• Goal
Reproduce word for word the part of the "How Social Is Your Beer?" article that runs from "Last spring I" up to and including "TV news anchor.".
--- start of Given passage ---
How Social Is Your Beer?
Last spring I watched a documentary on the election of Calgary Mayor Naheed Nenshi. This is a man who entered a crowded field of candidates with almost no name recognition. A 38-year-old Muslim in the Stampede City who had never served in public office outside of student politics, he knew he had to do things differently to beat the favourite (an alderman with nine years on City Council) and a very popular TV news anchor.
The thing with Nenshi: he was a Harvard-educated marketing professor who understood that financial obstacles (his campaign was funded by credit cards more than contributors) could be overcome if he could get his message to connect with the people in the best position to support his brand. To do that he had to go where they were meeting, and very often that was online.
Think of Barack Obama. His first campaign for the Presidency began at a time Hilary Clinton was pretty well assured of the Democratic Party nomination. It took online engagement across a variety of platforms to turn the primaries, then the race for the top job, in his favour.
--- end of Given passage ---
--- start of Information shown ---
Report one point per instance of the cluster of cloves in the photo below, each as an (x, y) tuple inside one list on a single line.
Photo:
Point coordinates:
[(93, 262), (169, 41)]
--- end of Information shown ---
• Solution to this problem
Last spring I watched a documentary on the election of Calgary Mayor Naheed Nenshi. This is a man who entered a crowded field of candidates with almost no name recognition. A 38-year-old Muslim in the Stampede City who had never served in public office outside of student politics, he knew he had to do things differently to beat the favourite (an alderman with nine years on City Council) and a very popular TV news anchor.